***** Provided text *****
By the way...do not forget to mention my reference(name=mohammed manzoor,from bangalore) in the mail..or else u might nt get a reply..


----------



## dizzyizzy (Mar 30, 2008)

mohammedmanzoor said:


> If u are looking at a freelancer to it...
> 
> I can do it
> 
> ...


Are you serious??? Clearly writing properly doesn't come easy for you


----------



## mohammedmanzoor (Nov 6, 2010)

dizzyizzy said:


> Are you serious??? Clearly writing properly doesn't come easy for you


I did apologize for the text speak.. Now i think you shouldn`t be putting me to the wall right..??..he he

By the way..building a company profile just takes a few templates and a little bit of help from MICROSOFT WORD .


----------



## pamela0810 (Apr 5, 2010)

That's how you would build a facebook profile. Building a professional company profile is very different.


----------



## mohammedmanzoor (Nov 6, 2010)

pamela0810 said:


> That's how you would build a facebook profile. Building a professional company profile is very different.


I take my words back...put my foot into my mouth..

Sorry

Let me go


----------



## jander13 (Mar 12, 2009)

> I take my words back...put my foot into my mouth..
> 
> Sorry
> 
> Let me go


no, stay and suffer you deserved it!


----------



## mohammedmanzoor (Nov 6, 2010)
*****
→ Stated problem 1: According to the forum thread, what does mohammedmanzoor say building a company profile takes?
***** Dataset *****
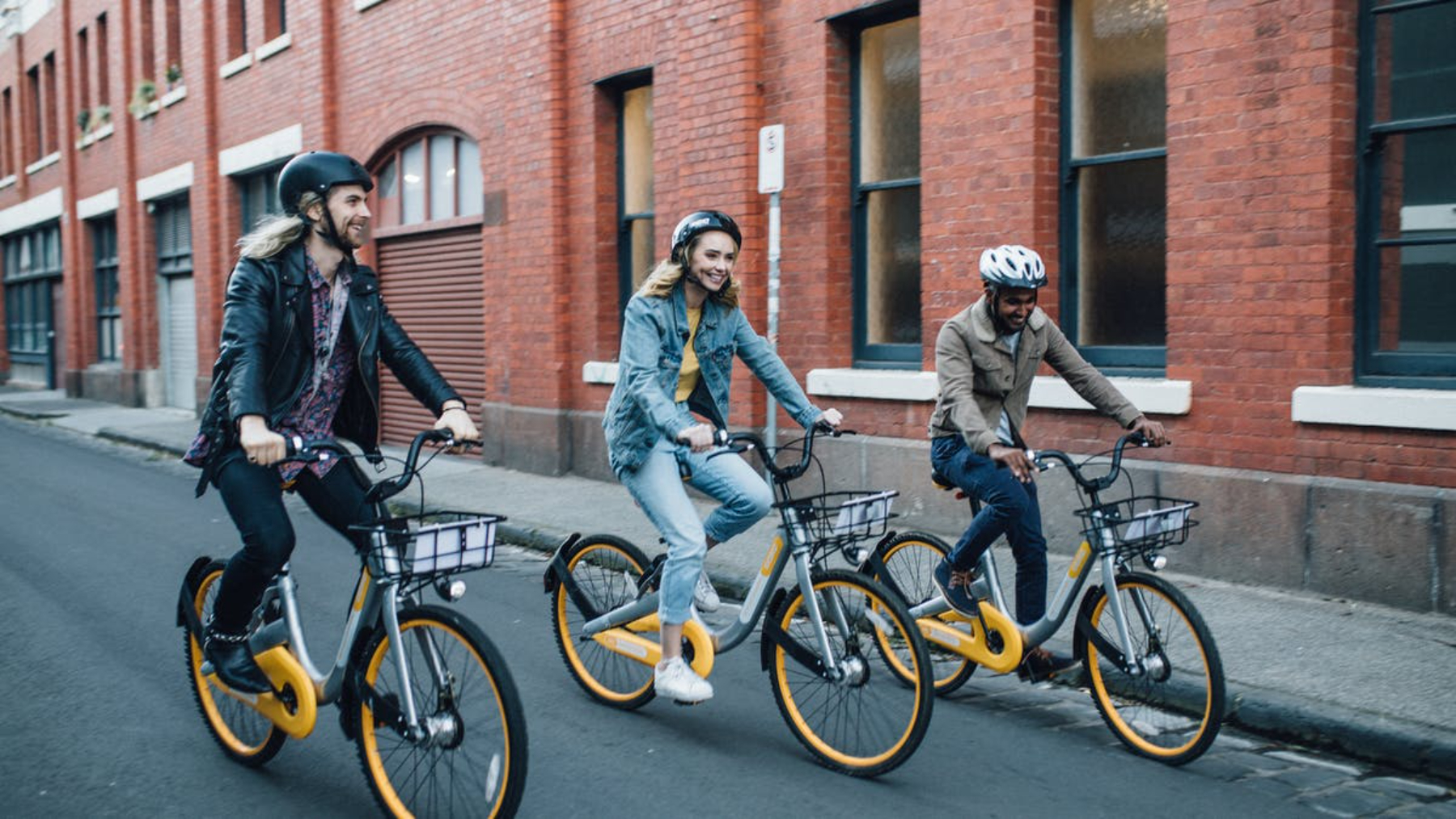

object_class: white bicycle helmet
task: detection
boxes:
[981,244,1047,289]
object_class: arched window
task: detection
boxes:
[375,131,482,227]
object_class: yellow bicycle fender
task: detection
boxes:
[591,631,662,666]
[916,601,1022,673]
[683,619,713,679]
[253,646,319,739]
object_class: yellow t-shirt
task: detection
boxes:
[673,307,703,402]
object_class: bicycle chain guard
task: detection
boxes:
[916,601,1023,673]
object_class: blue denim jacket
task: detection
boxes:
[601,282,821,475]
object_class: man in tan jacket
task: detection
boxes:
[930,244,1168,681]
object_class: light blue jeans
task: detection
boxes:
[617,438,773,626]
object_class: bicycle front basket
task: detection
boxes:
[1077,495,1198,553]
[351,511,506,582]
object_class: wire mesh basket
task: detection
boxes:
[349,511,506,584]
[1077,495,1198,553]
[779,489,899,563]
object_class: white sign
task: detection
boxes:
[759,125,783,193]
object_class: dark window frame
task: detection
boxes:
[1354,0,1456,390]
[1057,0,1168,377]
[832,2,925,369]
[86,213,121,362]
[600,69,657,315]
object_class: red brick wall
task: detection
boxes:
[0,0,1456,486]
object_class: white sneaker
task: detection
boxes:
[652,656,713,706]
[693,569,722,611]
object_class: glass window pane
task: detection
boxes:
[1072,0,1168,158]
[399,141,425,224]
[430,134,455,220]
[865,186,921,344]
[859,18,921,182]
[622,86,652,213]
[1376,243,1456,353]
[1374,3,1456,122]
[375,160,399,227]
[629,220,654,293]
[1076,157,1168,346]
[460,140,485,217]
[1379,128,1456,239]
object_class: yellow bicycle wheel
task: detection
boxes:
[552,535,655,710]
[182,560,288,768]
[1073,573,1225,765]
[866,533,977,695]
[764,570,935,777]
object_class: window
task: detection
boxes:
[1356,0,1456,388]
[76,26,91,115]
[96,15,111,108]
[87,215,121,361]
[153,195,193,277]
[25,65,45,162]
[237,164,282,233]
[0,222,61,387]
[1061,0,1168,374]
[227,0,248,60]
[375,131,485,227]
[137,0,157,83]
[615,76,654,310]
[264,0,288,40]
[850,16,921,366]
[163,0,182,79]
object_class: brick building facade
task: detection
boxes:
*****
→ Stated problem 2: In the records, begin at the line that has "object_class: yellow bicycle fender" and stop after the line that has "[601,282,821,475]". Reproduce only those lines, substituting "localization" for every "detection" and leaving all else unchanged.

→ Task output 1: A few templates and a little bit of help from Microsoft Word.

→ Task output 2:
object_class: yellow bicycle fender
task: localization
boxes:
[591,631,662,666]
[916,601,1022,673]
[683,619,713,679]
[253,646,319,739]
object_class: yellow t-shirt
task: localization
boxes:
[673,307,703,402]
object_class: bicycle chain guard
task: localization
boxes:
[916,601,1023,673]
object_class: blue denim jacket
task: localization
boxes:
[601,282,821,475]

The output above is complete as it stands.